OADP + OpenShift GitOps - An approach to implementing application disaster recovery

1 novembre 2023Luqman Barry11 minuti (tempo di lettura)

As a cluster administrator, you can back up and restore applications running on the OpenShift Container Platform by using the OpenShift API for Data Protection (OADP).

OADP backs up and restores Kubernetes resources and internal images at the granularity of a namespace by using the version of Velero that is appropriate for the version of OADP you install, according to the table in Downloading the Velero CLI tool.

OADP backs up and restores persistent volumes (PVs) using snapshots or Restic. For details, see OADP features. This guide uses Restic for volume backup/restore.

This guide uses Restic for volume backup/restore.

Leverage OADP to recover from any of the following situations:

Cross Cluster Backup/Restore
- You have a cluster that is in an irreparable state.
- You have lost the majority of your control plane hosts, leading to etcd quorum loss.
- Your cloud/data center region is down.
- You simply want or need to move to another OCP cluster
In-Place Cluster Backup/Restore
- You have deleted something critical in the cluster by mistake.
- You need to recover from workload data corruption within the same cluster.

■ **Data block**:
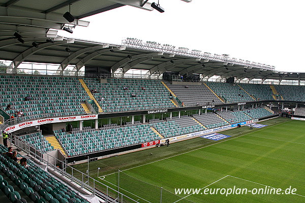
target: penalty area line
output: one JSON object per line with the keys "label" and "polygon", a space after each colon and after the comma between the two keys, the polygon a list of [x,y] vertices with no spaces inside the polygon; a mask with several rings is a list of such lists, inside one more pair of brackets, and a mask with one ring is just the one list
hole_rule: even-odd
{"label": "penalty area line", "polygon": [[[145,164],[144,164],[139,165],[138,165],[138,166],[135,166],[135,167],[132,167],[131,168],[125,169],[124,170],[121,170],[121,171],[120,171],[120,172],[124,172],[124,171],[126,171],[130,170],[131,169],[133,169],[133,168],[137,168],[137,167],[139,167],[143,166],[144,166],[144,165],[148,165],[148,164],[151,164],[151,163],[156,163],[156,162],[158,162],[158,161],[163,161],[163,160],[166,160],[166,159],[169,159],[169,158],[175,157],[176,156],[180,156],[180,155],[183,155],[183,154],[187,154],[187,153],[189,153],[189,152],[193,152],[193,151],[197,151],[197,150],[200,150],[200,149],[203,149],[203,148],[205,148],[206,147],[210,147],[210,146],[213,146],[213,145],[216,145],[216,144],[219,144],[219,143],[223,143],[224,142],[226,142],[226,141],[228,141],[229,140],[235,139],[236,138],[240,138],[240,137],[242,137],[243,136],[246,136],[246,135],[248,135],[248,134],[251,134],[251,133],[254,133],[254,132],[257,132],[257,131],[260,131],[260,130],[264,130],[265,129],[269,128],[270,128],[270,127],[272,127],[276,126],[277,125],[280,125],[280,124],[283,124],[283,123],[287,123],[288,122],[290,122],[290,121],[291,121],[291,120],[289,120],[289,121],[285,121],[285,122],[284,122],[283,123],[278,123],[277,124],[274,125],[271,125],[271,126],[268,126],[267,127],[265,127],[265,128],[261,128],[261,129],[259,129],[258,130],[256,130],[256,131],[253,131],[253,132],[248,132],[248,133],[246,133],[246,134],[242,134],[241,136],[237,136],[236,137],[231,137],[232,138],[229,139],[228,140],[223,140],[222,141],[220,141],[220,142],[218,142],[217,143],[212,143],[212,144],[211,144],[210,145],[208,145],[202,147],[200,147],[200,148],[198,148],[198,149],[193,149],[193,150],[191,150],[191,151],[188,151],[187,152],[185,152],[182,153],[181,154],[177,154],[177,155],[174,155],[174,156],[170,156],[169,157],[164,158],[163,158],[163,159],[159,159],[159,160],[157,160],[156,161],[152,161],[152,162],[149,162],[149,163],[145,163]],[[116,174],[116,173],[117,173],[117,172],[112,173],[109,174],[105,175],[104,176],[106,177],[106,176],[110,176],[111,175],[113,175],[113,174]]]}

■ **Objective**:
Could you reproduce, word for word, the stretch of the OADP disaster recovery text from "1 novembre 2023Luqman" through "an irreparable state."? Rely only on the OADP disaster recovery text here, not on the material.

■ **Correct response**:
1 novembre 2023Luqman Barry11 minuti (tempo di lettura)

As a cluster administrator, you can back up and restore applications running on the OpenShift Container Platform by using the OpenShift API for Data Protection (OADP).

OADP backs up and restores Kubernetes resources and internal images at the granularity of a namespace by using the version of Velero that is appropriate for the version of OADP you install, according to the table in Downloading the Velero CLI tool.

OADP backs up and restores persistent volumes (PVs) using snapshots or Restic. For details, see OADP features. This guide uses Restic for volume backup/restore.

This guide uses Restic for volume backup/restore.

Leverage OADP to recover from any of the following situations:

Cross Cluster Backup/Restore
- You have a cluster that is in an irreparable state.